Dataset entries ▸
□ □ □ □
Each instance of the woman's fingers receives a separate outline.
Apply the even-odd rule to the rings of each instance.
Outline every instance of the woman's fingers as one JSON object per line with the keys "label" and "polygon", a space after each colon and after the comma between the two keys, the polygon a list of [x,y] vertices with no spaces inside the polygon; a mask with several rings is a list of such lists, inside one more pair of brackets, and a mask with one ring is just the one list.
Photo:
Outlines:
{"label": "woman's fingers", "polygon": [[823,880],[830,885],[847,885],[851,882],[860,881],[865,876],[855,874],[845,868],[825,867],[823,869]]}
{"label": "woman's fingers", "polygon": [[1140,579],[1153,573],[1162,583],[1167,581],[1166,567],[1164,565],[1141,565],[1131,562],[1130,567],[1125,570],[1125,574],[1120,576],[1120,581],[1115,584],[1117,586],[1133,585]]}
□ □ □ □
WHAT IS REQUIRED ▸
Print nothing but the lines from the one that contains "Outline every instance" to the final line of the data, both included, exactly as they read.

FINAL ANSWER ▸
Outline every instance of the woman's fingers as one JSON object per line with the keys "label" and "polygon", a space after each colon and after the comma between the two keys, the polygon a list of [x,y] vertices with no spaces inside the polygon; a mask with several rings is a list of such lists, inside one more pair of brackets, and a mask with one ring is just the one list.
Photo:
Outlines:
{"label": "woman's fingers", "polygon": [[823,880],[830,885],[847,885],[851,882],[860,881],[865,876],[855,874],[845,868],[825,867],[823,869]]}
{"label": "woman's fingers", "polygon": [[1140,579],[1153,573],[1162,583],[1167,581],[1166,567],[1164,565],[1141,565],[1131,562],[1130,567],[1125,570],[1125,574],[1120,576],[1120,581],[1115,584],[1117,586],[1133,585]]}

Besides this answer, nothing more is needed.